__Exercise A__.
In the restaurant review, quote the passage starting with "Curries are a" and going on through "good curried broth.".

__Document text__.
▶

A creative combination of ingredients make magic together in the portabello stack, an architectural construct with layers of grilled mushrooms, hummus and tomato on a bed of avocado coulis, accented with drops of spicy peri-peri oil and a tiny gastrique of sweet and sour pomegranate molasses. That’s a mouthful and a tasty one at that! The flavors married nicely with none dominating.

Before we continue, it is necessary to digress for a moment to explain just exactly what’s in peri-peri sauce because it appears in some form or other in or on practically every dish on Mozambique’s menu. It functions as hot sauce, marinade, barbecue sauce, powdered spice and dipping sauce. This African original is a mixture of bird’s eye and other chilies, lime juice, vinegar, garlic, paprika and bitters.

We had an excellent Mediterranean salad that can be ordered in either a small or large size. It is chock full of tasty ingredients: salty Kalamata olives, hard boiled egg, sweet pickled onions, sweet and sour pepperdrops, feta cheese and croutons flavored with peri-peri powder, all served on a nice bed of greens. Chicken pops, salmon or prawns may be added for an entrée.

Curries are a classic Mozambican preparation, as a result of the Portuguese traders coming from India, bringing spices and slaves “” both of which influenced the native cuisine. Our seafood curry had shrimp, calamari and scallops swimming in a mild, pleasant but not particularly interesting or complex sauce. It was bit too thick and lacked the depth of flavor from seafood juices. We were also disappointed in the miniscule size of the accompanying dish of condiments, mango chutney, tzatziki and chopped tomato, coconut, green onion and banana sambal. Tasty, but it was hardly big enough to flavor three bites. We much prefer their vegetable curry with a myriad of veggies, apples, garbanzos and dried dates in an especially good curried broth.

◀

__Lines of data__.
▶

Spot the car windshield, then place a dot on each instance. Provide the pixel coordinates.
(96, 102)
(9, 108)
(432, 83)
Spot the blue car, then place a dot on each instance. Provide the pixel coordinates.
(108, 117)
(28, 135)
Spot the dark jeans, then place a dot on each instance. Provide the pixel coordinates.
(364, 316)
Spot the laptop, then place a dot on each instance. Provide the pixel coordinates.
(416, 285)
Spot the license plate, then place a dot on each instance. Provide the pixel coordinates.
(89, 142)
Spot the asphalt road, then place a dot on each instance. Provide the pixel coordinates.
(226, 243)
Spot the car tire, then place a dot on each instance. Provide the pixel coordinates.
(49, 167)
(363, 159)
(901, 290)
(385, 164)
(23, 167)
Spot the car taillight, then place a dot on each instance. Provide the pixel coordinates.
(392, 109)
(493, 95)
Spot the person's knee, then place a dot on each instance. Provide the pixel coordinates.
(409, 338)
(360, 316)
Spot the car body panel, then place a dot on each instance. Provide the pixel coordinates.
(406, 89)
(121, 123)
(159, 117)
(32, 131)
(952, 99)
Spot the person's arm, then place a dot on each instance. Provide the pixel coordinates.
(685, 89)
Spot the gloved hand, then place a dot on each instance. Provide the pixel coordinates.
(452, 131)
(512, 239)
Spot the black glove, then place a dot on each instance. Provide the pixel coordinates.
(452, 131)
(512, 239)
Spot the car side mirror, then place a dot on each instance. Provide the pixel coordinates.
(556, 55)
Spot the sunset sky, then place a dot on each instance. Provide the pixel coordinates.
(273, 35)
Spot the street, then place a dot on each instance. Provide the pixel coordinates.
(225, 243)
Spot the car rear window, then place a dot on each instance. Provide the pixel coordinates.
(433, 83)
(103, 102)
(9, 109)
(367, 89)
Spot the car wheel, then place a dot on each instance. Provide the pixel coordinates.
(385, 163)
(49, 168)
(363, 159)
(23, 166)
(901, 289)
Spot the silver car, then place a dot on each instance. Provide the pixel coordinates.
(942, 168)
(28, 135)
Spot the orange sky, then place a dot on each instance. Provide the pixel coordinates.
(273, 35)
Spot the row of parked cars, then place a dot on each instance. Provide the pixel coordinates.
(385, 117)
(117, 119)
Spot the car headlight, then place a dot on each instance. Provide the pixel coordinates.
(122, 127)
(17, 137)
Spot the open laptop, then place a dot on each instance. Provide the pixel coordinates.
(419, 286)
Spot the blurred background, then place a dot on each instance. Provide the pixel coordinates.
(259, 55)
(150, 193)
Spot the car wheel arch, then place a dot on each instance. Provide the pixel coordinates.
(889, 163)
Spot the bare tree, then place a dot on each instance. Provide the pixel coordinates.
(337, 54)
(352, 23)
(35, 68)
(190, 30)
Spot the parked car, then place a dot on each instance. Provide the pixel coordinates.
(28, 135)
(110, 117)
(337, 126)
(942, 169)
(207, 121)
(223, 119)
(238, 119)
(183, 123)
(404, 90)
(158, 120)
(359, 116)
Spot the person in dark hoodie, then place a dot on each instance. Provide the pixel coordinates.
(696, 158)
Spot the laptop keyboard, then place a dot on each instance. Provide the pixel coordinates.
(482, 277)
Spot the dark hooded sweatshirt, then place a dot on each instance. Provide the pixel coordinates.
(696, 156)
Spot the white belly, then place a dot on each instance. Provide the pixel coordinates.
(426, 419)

◀
▶

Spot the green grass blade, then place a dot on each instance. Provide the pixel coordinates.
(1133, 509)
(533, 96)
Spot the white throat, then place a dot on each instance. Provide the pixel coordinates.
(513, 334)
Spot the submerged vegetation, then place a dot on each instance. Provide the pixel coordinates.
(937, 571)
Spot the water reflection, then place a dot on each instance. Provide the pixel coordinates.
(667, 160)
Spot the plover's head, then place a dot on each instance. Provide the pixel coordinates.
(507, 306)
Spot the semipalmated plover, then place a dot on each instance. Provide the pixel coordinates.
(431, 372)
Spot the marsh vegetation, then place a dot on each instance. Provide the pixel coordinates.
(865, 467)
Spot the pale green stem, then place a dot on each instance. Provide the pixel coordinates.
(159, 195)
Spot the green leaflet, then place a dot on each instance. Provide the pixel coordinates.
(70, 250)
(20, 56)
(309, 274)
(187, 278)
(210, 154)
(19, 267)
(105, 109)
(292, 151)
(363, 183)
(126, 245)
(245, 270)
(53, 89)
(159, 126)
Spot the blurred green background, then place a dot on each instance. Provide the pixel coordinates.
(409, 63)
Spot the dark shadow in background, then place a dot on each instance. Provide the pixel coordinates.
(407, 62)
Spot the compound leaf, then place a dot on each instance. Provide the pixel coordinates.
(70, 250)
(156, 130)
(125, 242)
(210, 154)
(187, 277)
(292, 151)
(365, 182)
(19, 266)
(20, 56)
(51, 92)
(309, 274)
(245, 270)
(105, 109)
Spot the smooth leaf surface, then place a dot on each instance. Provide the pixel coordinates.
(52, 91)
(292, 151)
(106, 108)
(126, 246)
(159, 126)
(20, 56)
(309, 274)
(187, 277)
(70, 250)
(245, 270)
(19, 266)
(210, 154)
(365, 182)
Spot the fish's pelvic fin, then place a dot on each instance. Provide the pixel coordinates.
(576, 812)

◀

__Exercise B__.
Pull out every line of the records that contains the string "wheel", treating uppercase and lowercase as different.

__Correct output A__.
Curries are a classic Mozambican preparation, as a result of the Portuguese traders coming from India, bringing spices and slaves “” both of which influenced the native cuisine. Our seafood curry had shrimp, calamari and scallops swimming in a mild, pleasant but not particularly interesting or complex sauce. It was bit too thick and lacked the depth of flavor from seafood juices. We were also disappointed in the miniscule size of the accompanying dish of condiments, mango chutney, tzatziki and chopped tomato, coconut, green onion and banana sambal. Tasty, but it was hardly big enough to flavor three bites. We much prefer their vegetable curry with a myriad of veggies, apples, garbanzos and dried dates in an especially good curried broth.

__Correct output B__.
Spot the car wheel, then place a dot on each instance. Provide the pixel coordinates.
Spot the car wheel arch, then place a dot on each instance. Provide the pixel coordinates.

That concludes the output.